§ **Problem to work on**
An exact copy of the line containing "Quickstart: pass the photo below" and of every line after it, through the last line of the material, is what should be returned.

------------------------

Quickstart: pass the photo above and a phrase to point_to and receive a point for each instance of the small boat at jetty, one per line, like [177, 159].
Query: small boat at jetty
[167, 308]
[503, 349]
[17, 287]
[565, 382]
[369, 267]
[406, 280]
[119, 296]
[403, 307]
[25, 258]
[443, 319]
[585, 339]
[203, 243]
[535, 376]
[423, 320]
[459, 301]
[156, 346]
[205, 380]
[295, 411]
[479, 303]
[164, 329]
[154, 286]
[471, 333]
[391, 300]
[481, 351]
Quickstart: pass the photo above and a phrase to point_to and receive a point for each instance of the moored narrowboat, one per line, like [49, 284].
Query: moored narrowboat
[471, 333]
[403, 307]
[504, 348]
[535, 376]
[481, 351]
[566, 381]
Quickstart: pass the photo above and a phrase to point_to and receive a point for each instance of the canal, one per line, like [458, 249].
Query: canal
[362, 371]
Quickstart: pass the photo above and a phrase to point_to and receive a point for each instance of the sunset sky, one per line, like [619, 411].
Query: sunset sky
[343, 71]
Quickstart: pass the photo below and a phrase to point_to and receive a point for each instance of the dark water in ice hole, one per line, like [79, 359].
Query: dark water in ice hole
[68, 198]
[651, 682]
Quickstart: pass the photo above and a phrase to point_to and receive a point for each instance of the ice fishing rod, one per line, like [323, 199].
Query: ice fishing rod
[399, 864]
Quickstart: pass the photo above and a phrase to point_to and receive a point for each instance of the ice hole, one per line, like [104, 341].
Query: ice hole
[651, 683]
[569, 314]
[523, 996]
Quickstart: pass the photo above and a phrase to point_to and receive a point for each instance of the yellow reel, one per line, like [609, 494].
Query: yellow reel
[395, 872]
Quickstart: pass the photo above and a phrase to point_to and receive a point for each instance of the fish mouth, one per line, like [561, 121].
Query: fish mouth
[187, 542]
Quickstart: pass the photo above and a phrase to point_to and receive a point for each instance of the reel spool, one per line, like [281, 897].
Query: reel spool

------------------------

§ **Answer to this problem**
Quickstart: pass the photo below and a phrase to point_to and receive a point for each instance of the dark water in ice hole, one per line, like [79, 359].
Query: dark water in ice hole
[68, 198]
[651, 682]
Quickstart: pass the photo above and a phrase to point_to and receive a point for each instance of the ice fishing rod, one per line, like [323, 199].
Query: ice fishing rod
[399, 864]
Quickstart: pass the photo above and a phrase to point_to and receive a point for each instance of the ice hole, one per line, like [104, 341].
Query: ice hole
[651, 683]
[569, 314]
[523, 996]
Quickstart: pass the photo above and a phrase to point_to and receive a point for each instance of the yellow reel, one per line, like [609, 494].
Query: yellow reel
[395, 872]
Quickstart: pass the photo above and a phrase to point_to and receive a point for each instance of the fish mouth, one per line, like [561, 121].
Query: fish mouth
[187, 542]
Quickstart: pass the photo above and a phrase to point_to and receive a point for each instance of the reel spool, one per line, like [281, 897].
Query: reel spool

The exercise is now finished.